### Task to carry out
Format the data from the line containing "Ground the roof eave." down to and including the line containing "[258,80,287,108]" as a Markdown table. Use the columns Index and Entry, number each line, and skip blank lines.

### Material for the task

————————

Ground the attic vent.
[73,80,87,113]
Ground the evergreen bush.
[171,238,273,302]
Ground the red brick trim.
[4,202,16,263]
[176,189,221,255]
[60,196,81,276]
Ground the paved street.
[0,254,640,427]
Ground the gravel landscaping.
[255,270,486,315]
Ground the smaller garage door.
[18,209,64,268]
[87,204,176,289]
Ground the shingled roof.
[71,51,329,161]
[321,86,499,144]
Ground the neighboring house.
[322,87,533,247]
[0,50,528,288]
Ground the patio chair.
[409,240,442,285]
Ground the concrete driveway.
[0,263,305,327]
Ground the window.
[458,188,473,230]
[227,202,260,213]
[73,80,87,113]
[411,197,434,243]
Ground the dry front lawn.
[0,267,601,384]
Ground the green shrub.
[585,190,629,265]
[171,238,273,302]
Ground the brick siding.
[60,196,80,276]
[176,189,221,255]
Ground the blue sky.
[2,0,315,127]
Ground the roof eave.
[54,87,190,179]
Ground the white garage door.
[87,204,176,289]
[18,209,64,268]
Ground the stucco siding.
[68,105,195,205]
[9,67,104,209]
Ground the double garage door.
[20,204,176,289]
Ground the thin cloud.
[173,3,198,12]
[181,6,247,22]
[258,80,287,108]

————————

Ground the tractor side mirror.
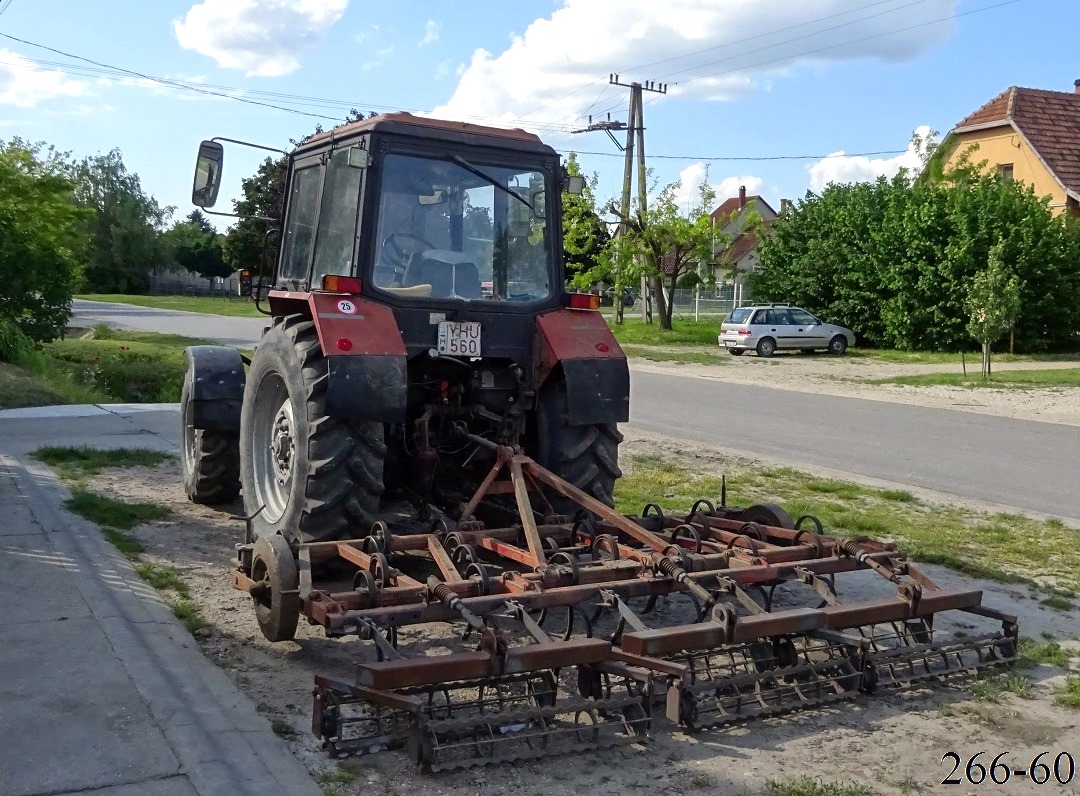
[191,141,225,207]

————————

### Response to this exercise
| Index | Entry |
|---|---|
| 1 | Ground the roof eave. |
| 2 | [54,87,190,179] |
| 3 | Ground the white garage door. |
| 4 | [87,204,176,289] |
| 5 | [18,209,64,268] |
| 6 | Ground the stucco siding. |
| 7 | [68,105,195,205] |
| 8 | [9,67,104,209] |
| 9 | Ground the double garage door. |
| 10 | [20,204,176,289] |
| 11 | Ground the thin cloud. |
| 12 | [173,3,198,12] |
| 13 | [181,6,247,22] |
| 14 | [258,80,287,108] |